**** Supplied passage

Indiana Ins. Co. v. General Elec. Co.
Decision Date | 16 July 2004 |
Docket Number | Case No. 3:03 CV 7511. |
Citation | 326 F.Supp.2d 844 |
Parties | INDIANA INSURANCE CO., et al., Plaintiff, v. GENERAL ELECTRIC CO., et al., Defendant. |
Court | U.S. District Court — Northern District of Ohio |
Andrew R. Malone, Smith, Rolfes & Skavdahl, Columbus, OH, for Plaintiff.
Laura M. Faust, Ronald B. Lee, Moira M. Pietrowski, Roetzel & Andress, Akron, OH, for Defendant.
Pending before the Court is Defendant's motion to strike (Doc. No. 58) as to which Plaintiff has filed an opposition (Doc. No. 61); Defendant's motion in limine to exclude the expert testimony of Bernard Doran and Steve Claytor (Doc. No. 48) as to which Plaintiff has filed an opposition (Doc. No. 54) and Defendant has filed a reply (Doc. No. 55); and Defendant's motion for summary judgment (Doc. No. 47) as to which Plaintiff has filed an opposition (Doc. No. 56) and Defendant has filed a reply (Doc. No. 57).1
The Court has jurisdiction to decide this matter pursuant to 28 U.S.C. § 1332. For the reasons stated below, Defendant's motion in limine will be granted. Defendant's motion for summary judgment will also be granted. Defendant's motion to strike will be denied as moot.
This subrogation action arises out of a fire that occurred at the residence of Plaintiffs Robert and Paula Fleming (the "Flemings"), Willshire, Ohio, on March 26, 2000. Subsequent to the fire the Flemings filed a claim with Plaintiff Indiana Insurance Company ("Indiana"), which paid the Flemings $88,815.00 on their claim. Indiana retained experts Steven Claytor ("Claytor") and Bernard Doran ("Doran") to investigate the incident. Plaintiffs contend that the fire originated in the General Electric refrigerator located in the Fleming's basement.
Plaintiffs filed suit against Defendant General Electric Company ("GE") in the Court of Common Pleas, Hamilton County, Ohio, seeking to recover the amount paid to the Flemings. They allege inter alia negligent manufacture, negligence as a supplier, manufacturing defects, design defects, failure to warn, failure to conform with representations, breach of warranty of merchantability, willful and wanton misconduct, breach of warranty, breach of implied warranty and strict liability. GE removed the case to the Southern District of Ohio, Western Division. Defendant then filed a motion to transfer venue to the Northern District of Ohio, Western Division, which was granted. GE now moves to exclude the testimony of Plaintiffs' experts, and to dispose of the case on summary judgment.

********

**What you need to do**
Return the stretch of the court opinion from "Decision Date |" through "OH, for Defendant.", copying it word for word.

**** Data lines

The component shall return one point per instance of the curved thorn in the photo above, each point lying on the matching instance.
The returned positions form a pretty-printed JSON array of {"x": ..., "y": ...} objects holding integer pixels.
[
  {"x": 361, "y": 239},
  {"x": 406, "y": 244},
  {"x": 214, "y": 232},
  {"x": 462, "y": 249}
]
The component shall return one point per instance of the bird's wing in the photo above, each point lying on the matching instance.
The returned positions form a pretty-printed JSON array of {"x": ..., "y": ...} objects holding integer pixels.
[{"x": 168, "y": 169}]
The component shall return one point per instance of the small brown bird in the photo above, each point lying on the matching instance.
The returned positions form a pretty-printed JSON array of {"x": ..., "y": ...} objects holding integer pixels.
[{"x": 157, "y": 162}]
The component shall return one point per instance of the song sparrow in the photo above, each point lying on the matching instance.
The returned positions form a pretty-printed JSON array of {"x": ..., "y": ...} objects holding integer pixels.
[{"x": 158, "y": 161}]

********
**** Data lines

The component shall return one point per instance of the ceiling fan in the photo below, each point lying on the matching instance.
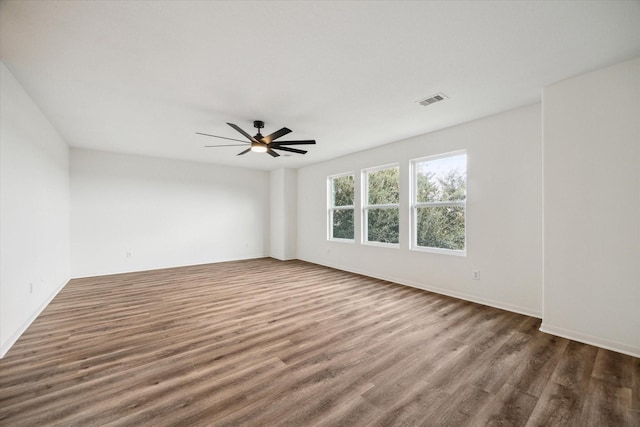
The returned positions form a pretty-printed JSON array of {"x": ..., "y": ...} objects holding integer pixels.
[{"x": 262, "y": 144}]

********

**Solution**
Decision Date | 16 July 2004 |
Docket Number | Case No. 3:03 CV 7511. |
Citation | 326 F.Supp.2d 844 |
Parties | INDIANA INSURANCE CO., et al., Plaintiff, v. GENERAL ELECTRIC CO., et al., Defendant. |
Court | U.S. District Court — Northern District of Ohio |
Andrew R. Malone, Smith, Rolfes & Skavdahl, Columbus, OH, for Plaintiff.
Laura M. Faust, Ronald B. Lee, Moira M. Pietrowski, Roetzel & Andress, Akron, OH, for Defendant.